• **STORED DATA**:

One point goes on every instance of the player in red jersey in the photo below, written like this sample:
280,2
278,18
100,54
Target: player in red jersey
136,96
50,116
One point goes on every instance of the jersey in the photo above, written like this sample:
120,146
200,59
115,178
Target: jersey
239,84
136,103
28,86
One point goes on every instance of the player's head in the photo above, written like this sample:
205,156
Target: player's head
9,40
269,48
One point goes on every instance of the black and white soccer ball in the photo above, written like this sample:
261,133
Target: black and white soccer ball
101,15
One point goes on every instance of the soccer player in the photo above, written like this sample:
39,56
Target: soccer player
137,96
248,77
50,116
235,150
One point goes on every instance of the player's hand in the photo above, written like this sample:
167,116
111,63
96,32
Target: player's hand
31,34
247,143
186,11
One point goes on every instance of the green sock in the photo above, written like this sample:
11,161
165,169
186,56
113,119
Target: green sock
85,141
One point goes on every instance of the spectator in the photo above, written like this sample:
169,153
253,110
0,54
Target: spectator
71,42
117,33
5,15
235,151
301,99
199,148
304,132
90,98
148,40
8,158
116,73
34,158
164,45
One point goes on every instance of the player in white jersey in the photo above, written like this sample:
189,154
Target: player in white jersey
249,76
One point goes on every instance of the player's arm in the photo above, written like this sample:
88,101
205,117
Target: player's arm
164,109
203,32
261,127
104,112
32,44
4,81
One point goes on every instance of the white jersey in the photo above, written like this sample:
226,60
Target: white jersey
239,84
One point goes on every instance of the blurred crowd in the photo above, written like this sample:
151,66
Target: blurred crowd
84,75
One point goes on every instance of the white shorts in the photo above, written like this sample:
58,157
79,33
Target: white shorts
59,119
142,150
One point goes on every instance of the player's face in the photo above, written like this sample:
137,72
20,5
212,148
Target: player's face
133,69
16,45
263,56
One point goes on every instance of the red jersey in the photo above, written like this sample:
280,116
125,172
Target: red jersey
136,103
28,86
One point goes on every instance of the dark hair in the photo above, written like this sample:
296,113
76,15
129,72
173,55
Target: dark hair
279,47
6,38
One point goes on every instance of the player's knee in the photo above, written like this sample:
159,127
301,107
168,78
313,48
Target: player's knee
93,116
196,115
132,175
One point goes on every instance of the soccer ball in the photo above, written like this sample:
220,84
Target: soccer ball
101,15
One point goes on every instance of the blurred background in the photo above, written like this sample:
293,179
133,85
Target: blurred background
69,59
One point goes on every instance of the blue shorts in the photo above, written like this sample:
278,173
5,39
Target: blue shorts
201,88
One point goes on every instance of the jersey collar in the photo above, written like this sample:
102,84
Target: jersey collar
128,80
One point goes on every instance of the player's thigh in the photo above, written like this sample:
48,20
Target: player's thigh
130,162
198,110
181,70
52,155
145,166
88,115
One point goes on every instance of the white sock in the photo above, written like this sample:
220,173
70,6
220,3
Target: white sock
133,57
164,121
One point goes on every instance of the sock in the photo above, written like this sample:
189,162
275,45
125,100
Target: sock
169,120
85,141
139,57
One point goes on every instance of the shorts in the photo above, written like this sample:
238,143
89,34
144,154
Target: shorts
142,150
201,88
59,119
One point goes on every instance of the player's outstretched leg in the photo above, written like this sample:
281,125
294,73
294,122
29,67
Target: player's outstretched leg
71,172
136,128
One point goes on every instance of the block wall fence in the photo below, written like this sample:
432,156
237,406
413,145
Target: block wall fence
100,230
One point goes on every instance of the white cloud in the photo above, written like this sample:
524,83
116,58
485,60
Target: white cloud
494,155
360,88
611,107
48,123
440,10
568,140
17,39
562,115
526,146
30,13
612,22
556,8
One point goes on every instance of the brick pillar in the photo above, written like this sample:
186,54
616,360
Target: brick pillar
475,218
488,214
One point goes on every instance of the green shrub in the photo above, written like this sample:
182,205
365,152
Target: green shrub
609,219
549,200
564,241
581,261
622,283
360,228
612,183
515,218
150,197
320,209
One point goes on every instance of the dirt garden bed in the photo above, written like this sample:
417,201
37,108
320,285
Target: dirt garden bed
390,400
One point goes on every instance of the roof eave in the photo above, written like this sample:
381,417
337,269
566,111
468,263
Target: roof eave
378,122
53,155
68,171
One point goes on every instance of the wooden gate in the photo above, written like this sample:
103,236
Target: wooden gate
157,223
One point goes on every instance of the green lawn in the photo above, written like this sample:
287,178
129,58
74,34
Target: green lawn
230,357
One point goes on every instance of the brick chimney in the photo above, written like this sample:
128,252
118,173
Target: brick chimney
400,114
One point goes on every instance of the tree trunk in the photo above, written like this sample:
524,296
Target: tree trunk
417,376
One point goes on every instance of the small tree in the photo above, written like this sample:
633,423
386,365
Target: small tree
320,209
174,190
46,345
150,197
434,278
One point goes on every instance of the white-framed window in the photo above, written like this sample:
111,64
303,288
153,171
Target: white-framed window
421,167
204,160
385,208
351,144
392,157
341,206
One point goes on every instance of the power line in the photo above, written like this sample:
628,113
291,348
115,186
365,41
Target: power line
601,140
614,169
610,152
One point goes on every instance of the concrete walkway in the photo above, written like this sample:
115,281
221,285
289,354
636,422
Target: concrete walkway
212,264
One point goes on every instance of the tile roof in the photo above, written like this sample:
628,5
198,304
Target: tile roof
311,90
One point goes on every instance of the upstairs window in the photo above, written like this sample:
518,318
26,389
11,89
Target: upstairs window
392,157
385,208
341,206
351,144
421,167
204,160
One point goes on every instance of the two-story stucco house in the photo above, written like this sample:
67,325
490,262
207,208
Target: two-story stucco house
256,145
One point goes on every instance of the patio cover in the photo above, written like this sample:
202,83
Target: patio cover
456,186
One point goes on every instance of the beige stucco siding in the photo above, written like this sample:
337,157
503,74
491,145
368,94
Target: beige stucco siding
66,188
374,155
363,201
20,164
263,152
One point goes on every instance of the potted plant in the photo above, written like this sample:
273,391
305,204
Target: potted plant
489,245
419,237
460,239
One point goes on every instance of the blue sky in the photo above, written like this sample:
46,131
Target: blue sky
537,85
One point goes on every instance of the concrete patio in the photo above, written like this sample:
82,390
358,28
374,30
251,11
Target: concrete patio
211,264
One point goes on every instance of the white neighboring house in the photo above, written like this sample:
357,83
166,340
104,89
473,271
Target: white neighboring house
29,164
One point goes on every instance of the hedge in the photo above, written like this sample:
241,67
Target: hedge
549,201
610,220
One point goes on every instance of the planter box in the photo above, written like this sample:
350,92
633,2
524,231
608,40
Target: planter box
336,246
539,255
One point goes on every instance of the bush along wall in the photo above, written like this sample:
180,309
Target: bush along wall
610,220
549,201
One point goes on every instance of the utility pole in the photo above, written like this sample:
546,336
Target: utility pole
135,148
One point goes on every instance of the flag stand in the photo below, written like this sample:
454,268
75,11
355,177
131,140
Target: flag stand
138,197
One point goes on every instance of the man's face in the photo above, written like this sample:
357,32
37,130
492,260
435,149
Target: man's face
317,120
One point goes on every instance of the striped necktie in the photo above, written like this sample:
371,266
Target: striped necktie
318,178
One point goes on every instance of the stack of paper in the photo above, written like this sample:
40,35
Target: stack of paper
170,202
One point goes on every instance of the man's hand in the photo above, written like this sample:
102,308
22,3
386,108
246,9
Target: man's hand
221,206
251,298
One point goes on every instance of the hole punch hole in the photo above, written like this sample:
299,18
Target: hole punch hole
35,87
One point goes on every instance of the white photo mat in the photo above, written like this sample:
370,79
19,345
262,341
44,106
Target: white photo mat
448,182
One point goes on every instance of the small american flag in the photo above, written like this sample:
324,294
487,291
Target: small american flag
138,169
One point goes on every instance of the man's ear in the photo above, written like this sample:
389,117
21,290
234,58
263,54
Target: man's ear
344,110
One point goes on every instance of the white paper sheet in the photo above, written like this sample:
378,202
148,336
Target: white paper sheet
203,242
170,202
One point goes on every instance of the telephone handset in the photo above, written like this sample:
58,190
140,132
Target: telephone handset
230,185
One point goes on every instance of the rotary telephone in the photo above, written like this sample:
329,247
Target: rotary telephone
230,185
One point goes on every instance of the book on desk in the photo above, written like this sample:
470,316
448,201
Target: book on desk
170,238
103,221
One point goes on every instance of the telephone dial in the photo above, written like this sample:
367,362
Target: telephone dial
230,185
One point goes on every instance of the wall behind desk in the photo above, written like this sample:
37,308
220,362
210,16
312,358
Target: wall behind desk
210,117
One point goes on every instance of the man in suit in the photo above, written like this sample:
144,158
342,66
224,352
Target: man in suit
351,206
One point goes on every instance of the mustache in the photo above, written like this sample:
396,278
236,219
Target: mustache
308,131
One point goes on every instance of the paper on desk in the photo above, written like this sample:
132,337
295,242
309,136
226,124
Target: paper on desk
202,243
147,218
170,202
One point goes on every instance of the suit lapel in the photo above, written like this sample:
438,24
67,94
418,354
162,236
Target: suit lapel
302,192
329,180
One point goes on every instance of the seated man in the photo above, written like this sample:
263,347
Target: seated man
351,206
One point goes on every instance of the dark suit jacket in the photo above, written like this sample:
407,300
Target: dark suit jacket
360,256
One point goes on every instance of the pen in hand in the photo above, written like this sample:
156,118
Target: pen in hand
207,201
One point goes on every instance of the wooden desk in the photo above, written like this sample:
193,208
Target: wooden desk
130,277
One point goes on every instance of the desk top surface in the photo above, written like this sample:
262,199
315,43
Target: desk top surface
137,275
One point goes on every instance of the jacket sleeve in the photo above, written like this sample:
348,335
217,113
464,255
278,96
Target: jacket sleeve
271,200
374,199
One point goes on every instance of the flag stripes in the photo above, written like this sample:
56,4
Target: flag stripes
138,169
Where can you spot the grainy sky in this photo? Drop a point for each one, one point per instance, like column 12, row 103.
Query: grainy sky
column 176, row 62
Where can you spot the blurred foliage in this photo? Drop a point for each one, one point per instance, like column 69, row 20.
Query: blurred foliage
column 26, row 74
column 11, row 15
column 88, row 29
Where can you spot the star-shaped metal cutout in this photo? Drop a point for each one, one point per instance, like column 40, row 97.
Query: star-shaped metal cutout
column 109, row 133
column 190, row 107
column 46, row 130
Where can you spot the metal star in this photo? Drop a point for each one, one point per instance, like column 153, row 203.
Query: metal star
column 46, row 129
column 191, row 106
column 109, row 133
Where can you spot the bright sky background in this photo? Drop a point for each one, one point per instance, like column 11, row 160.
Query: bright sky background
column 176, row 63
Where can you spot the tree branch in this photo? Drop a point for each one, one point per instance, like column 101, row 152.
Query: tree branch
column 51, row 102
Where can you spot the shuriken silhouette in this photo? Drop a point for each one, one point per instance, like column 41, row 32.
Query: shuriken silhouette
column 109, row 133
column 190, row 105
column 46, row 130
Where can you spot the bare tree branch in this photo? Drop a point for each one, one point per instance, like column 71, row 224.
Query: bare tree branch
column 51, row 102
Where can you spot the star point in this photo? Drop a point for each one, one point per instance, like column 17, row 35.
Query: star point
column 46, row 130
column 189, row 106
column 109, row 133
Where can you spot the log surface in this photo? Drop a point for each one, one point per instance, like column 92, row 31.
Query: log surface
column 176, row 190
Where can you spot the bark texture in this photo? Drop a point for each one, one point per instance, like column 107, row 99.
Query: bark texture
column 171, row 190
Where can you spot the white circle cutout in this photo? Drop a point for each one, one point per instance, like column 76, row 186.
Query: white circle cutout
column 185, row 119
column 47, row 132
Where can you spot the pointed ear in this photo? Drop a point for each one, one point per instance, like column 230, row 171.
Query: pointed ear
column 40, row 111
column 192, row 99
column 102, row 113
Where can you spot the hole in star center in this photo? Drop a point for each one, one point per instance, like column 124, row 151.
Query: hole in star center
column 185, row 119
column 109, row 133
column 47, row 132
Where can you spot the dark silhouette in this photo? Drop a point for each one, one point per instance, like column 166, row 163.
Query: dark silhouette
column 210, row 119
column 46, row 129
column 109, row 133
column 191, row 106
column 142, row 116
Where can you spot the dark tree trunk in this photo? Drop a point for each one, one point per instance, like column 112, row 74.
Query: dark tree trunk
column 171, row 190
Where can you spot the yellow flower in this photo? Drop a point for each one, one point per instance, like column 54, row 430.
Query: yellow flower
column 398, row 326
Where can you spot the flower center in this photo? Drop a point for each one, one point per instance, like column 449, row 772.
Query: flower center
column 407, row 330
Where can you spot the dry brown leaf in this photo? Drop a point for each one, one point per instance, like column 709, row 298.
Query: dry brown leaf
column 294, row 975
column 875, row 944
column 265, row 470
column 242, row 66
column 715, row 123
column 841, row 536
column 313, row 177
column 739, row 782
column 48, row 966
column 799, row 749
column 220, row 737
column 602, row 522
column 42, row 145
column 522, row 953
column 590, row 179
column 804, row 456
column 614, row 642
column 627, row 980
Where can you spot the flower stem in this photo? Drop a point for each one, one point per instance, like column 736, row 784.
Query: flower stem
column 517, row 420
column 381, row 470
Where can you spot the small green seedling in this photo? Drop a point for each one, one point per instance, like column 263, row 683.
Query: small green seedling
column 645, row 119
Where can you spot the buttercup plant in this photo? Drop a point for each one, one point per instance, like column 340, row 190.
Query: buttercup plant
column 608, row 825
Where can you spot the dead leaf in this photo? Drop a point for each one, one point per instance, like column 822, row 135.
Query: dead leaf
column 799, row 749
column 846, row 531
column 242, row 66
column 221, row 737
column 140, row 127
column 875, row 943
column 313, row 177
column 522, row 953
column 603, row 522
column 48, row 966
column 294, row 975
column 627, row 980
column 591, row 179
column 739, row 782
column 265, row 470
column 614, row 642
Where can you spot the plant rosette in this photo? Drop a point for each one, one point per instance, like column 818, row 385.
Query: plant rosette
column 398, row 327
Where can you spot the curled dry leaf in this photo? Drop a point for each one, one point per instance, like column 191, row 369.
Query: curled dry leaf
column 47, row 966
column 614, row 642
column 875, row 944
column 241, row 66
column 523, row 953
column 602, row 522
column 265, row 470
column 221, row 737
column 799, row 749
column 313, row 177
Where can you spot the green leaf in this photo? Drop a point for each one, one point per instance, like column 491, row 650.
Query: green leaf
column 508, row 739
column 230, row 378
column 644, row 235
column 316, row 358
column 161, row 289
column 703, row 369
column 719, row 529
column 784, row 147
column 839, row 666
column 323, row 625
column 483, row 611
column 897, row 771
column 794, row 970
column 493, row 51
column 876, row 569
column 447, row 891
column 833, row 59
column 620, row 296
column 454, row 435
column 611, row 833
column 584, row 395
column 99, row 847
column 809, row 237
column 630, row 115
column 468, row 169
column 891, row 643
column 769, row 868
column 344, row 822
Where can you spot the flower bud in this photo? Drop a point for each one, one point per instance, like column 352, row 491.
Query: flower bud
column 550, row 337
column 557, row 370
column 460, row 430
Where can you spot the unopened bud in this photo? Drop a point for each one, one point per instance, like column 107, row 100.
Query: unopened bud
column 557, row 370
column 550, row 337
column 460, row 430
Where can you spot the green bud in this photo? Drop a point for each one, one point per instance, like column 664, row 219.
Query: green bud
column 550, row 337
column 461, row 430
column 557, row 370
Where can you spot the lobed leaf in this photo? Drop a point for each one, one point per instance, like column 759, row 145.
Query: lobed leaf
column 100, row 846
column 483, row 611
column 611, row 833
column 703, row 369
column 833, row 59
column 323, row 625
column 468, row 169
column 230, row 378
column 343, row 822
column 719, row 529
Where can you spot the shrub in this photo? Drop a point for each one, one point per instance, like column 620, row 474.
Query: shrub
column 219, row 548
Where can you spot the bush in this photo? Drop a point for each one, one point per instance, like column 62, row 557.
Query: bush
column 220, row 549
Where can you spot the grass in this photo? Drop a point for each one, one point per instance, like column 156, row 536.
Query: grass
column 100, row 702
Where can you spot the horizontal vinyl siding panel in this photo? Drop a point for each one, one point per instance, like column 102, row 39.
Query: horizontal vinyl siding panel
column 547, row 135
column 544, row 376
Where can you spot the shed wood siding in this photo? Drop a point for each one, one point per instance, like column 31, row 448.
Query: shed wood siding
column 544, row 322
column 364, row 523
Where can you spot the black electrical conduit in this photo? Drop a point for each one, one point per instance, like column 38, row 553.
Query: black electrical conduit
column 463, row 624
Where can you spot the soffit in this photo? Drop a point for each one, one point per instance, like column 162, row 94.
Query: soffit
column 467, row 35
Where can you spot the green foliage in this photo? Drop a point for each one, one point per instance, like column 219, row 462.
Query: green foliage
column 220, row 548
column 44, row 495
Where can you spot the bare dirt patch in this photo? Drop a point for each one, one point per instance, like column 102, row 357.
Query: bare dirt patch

• **WHAT IS EXPECTED**: Take each line above that contains "patch" and copy it out.

• **ANSWER BOX**:
Where can you spot the bare dirt patch in this photo? Drop a point for each one, one point per instance, like column 102, row 357.
Query: bare dirt patch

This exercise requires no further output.